Problema curto A → Liste as áreas cujos dispositivos foram alterados de forma significativa pelas emendas, conforme o texto sobre a Constituição de 1988.
Problema curto B → Dê continuidade ao texto sobre a Constituição de 1988 a partir da última frase apresentada.

====== Texto selecionado ======

A Constituição de 1988 é a base da democracia brasileira. Nela estão estabelecidos os direitos fundamentais dos cidadãos e as diretrizes para o funcionamento do Estado. No entanto, ao longo dos anos, ela tem sido alvo de inúmeras alterações e interpretações que flexibilizam seus princípios, muitas vezes com impactos diretos sobre os servidores públicos.
Desde sua promulgação, em 1988, a Constituição já sofreu mais de 130 emendas, alterando significativamente dispositivos sobre previdência, tributos e administração pública. Muitas dessas mudanças foram necessárias para adaptar o texto constitucional às transformações econômicas, sociais e políticas do país. No entanto, é um número expressivo para um documento que deveria garantir estabilidade jurídica e institucional. Para efeito de comparação, a Constituição dos Estados Unidos, em vigor desde 1787, teve apenas 27 emendas em mais de dois séculos. A grande quantidade de alterações levanta um alerta: estamos aprimorando nossa Carta Magna ou tornando suas regras excessivamente voláteis?

====== Extrato de dados ======

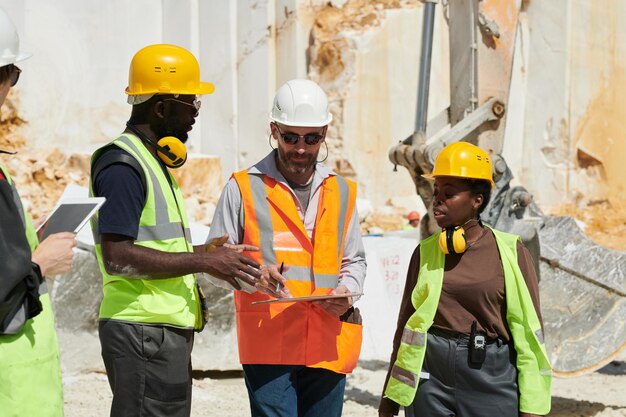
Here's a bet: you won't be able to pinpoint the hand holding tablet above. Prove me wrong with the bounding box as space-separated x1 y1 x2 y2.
37 197 105 241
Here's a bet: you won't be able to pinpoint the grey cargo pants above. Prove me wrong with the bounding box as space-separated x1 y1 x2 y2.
405 333 519 417
99 320 194 417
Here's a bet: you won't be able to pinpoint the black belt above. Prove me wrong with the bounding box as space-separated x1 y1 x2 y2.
428 327 506 346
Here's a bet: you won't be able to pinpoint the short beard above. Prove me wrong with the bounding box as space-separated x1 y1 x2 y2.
277 147 319 174
154 122 189 143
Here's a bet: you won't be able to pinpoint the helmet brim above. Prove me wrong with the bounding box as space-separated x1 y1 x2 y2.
270 113 333 127
421 174 496 190
196 81 215 95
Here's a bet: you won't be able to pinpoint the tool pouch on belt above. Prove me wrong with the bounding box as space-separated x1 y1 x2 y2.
195 282 209 333
468 320 487 365
339 307 363 324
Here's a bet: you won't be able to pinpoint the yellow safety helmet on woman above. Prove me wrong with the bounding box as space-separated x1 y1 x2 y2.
126 44 215 96
422 142 495 188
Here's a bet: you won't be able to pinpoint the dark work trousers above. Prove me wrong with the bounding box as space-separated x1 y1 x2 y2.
405 332 519 417
99 320 193 417
243 365 346 417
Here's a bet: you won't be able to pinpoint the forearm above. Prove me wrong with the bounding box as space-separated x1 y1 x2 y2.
339 209 367 292
102 240 208 279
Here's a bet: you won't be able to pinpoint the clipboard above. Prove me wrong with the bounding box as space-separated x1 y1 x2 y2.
251 292 363 305
37 197 105 241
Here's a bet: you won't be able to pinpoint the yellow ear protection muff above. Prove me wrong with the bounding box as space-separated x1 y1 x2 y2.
439 217 484 255
439 226 467 255
126 123 187 168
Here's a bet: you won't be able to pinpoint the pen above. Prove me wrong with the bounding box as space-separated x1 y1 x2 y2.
276 261 285 292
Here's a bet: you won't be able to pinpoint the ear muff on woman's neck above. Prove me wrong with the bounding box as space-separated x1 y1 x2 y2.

======

Resposta do exercício A → Previdência, tributos e administração pública.

Resposta do exercício B →
A flexibilização constitucional ocorre de diversas formas. As emendas constitucionais são o meio formal e previsto para mudanças estruturais no texto, mas há outros mecanismos que, na prática, também modificam o alcance da Constituição. O Supremo Tribunal Federal (STF), por meio de decisões e interpretações, influencia diretamente a aplicação de artigos constitucionais, muitas vezes sem necessidade de emenda formal. A judicialização de temas políticos, por exemplo, vem crescendo no Brasil: em 2023, o STF julgou 12 ações diretas de inconstitucionalidade relacionadas a medidas do governo federal, um reflexo do protagonismo do Judiciário na definição de questões que deveriam ser resolvidas no Legislativo.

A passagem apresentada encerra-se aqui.